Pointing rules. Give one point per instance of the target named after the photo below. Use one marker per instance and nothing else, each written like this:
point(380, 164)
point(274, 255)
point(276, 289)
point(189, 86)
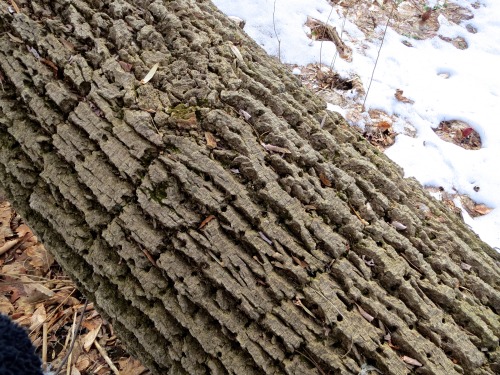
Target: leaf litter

EXERCISE AIM: Quote the preceding listing precisely and completely, omitting its images.

SOLUTION FOR THIS EXERCISE:
Pointing rules. Give one point per instance of the target named after the photo below. Use one marker per instance and nothing else, each written like this:
point(380, 164)
point(274, 255)
point(276, 289)
point(189, 86)
Target: leaf litter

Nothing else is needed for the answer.